**Trecho do documento:**
:::
Pedro Victoria Junior*

Desnecessário dizer a todos que têm algum conhecimento da área hidroviária que responder a essa questão é uma missão inglória. A intenção aqui, antes de tentar esgotar o assunto, é a de oferecer elementos para uma reflexão e debate sobre o que está sendo perguntado.

Como o tema é extenso, resolvemos dividi-lo em duas partes, sendo esta a primeira, que irá tratar de dois pontos.

Um primeiro ponto refere-se à forma como os técnicos e gestores abordam o assunto sistema hidroviário de um modo geral, e do brasileiro em particular. A maioria dos nossos hidroviaristas, talvez por seu conteúdo sedutor, acabam desenvolvendo um discurso e postura muito positivos e otimistas sobre o modo hidroviário, até um tanto romantizados.

Nos incontáveis congressos, seminários, eventos e reuniões de que participamos, ouve-se à exaustão frases sobre o modal hidroviário ser o mais econômico, o mais ambientalmente amigável (as vezes o adjetivo é trocado por sustentável), o mais seguro e outros que tais.

Em seguida, na linha da sedução, mostram-se as maravilhas dos sistemas hidroviários da Europa e dos Estados Unidos, deixando implícito que poderíamos copiar esses exemplos, não fossem a falta de vontade política, a prepotência do setor elétrico e outros fatores, sempre externos.

Conclui-se, mostrando o enorme potencial hidroviário de que o Brasil dispõe.

Esse discurso dá sinais claros de exaustão e tem apresentado pouco resultado.

Já passou do tempo de muda-lo.

Alguns pontos devem ser ajustados. Por exemplo, o verdadeiro potencial de nossas hidrovias.

Que temos um grande potencial hidroviário é inegável. Basta olhar para um mapa hidrográfico do Brasil. O site Ranking America coloca o Brasil como terceiro país do mundo em extensão de vias navegáveis, atrás apenas de China e Rússia.
:::
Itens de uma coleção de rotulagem
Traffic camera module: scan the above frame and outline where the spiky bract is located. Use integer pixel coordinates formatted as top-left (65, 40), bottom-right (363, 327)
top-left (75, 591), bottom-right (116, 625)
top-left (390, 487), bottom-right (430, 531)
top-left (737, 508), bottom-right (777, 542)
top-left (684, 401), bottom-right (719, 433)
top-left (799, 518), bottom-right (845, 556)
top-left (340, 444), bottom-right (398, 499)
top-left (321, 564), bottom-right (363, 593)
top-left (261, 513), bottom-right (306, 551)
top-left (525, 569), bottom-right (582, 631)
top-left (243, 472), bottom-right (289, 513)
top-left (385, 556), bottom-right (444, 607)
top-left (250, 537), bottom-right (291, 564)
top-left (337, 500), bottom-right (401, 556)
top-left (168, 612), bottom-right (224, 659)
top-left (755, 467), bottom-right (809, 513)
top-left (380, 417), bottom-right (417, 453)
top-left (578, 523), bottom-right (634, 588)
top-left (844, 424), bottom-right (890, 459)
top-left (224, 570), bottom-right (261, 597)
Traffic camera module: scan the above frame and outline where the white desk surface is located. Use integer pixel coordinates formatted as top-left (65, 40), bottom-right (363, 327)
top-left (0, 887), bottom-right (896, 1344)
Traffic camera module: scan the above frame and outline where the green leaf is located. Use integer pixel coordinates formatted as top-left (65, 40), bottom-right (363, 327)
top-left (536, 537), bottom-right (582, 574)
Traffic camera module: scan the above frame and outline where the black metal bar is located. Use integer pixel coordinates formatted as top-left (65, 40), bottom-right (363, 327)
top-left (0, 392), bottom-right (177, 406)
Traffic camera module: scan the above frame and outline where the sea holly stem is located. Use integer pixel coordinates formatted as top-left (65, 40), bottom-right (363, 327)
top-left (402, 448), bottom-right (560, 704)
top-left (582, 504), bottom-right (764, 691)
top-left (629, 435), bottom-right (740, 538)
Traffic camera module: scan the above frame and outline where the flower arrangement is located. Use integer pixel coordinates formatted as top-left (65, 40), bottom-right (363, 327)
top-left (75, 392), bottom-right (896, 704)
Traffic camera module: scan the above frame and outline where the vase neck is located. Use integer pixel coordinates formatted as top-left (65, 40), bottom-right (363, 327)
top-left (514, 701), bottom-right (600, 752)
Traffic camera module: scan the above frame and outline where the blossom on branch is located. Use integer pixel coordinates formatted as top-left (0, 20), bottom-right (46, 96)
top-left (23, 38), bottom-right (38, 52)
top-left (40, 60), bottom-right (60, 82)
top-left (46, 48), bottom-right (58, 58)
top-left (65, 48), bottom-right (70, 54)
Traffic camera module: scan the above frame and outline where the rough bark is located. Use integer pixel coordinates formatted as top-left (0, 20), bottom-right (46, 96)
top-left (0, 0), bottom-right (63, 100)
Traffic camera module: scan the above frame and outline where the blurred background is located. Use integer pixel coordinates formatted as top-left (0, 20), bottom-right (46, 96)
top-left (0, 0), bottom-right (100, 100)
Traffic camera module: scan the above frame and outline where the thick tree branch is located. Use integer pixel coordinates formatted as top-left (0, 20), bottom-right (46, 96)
:::
**Tarefas e exercícios:**
[1] Reproduza fielmente a parte do trecho sobre o sistema hidroviário que se inicia nas palavras que contêm "Em seguida, na" e se encerra em "fatores, sempre externos.".
[2] No trecho sobre o sistema hidroviário, que posição o site Ranking America atribui ao Brasil em extensão de vias navegáveis?
A listagem é um material independente do trecho sobre o sistema hidroviário.

**Resultados:**
[1]
Em seguida, na linha da sedução, mostram-se as maravilhas dos sistemas hidroviários da Europa e dos Estados Unidos, deixando implícito que poderíamos copiar esses exemplos, não fossem a falta de vontade política, a prepotência do setor elétrico e outros fatores, sempre externos.

[2] Terceiro lugar no mundo, atrás apenas de China e Rússia.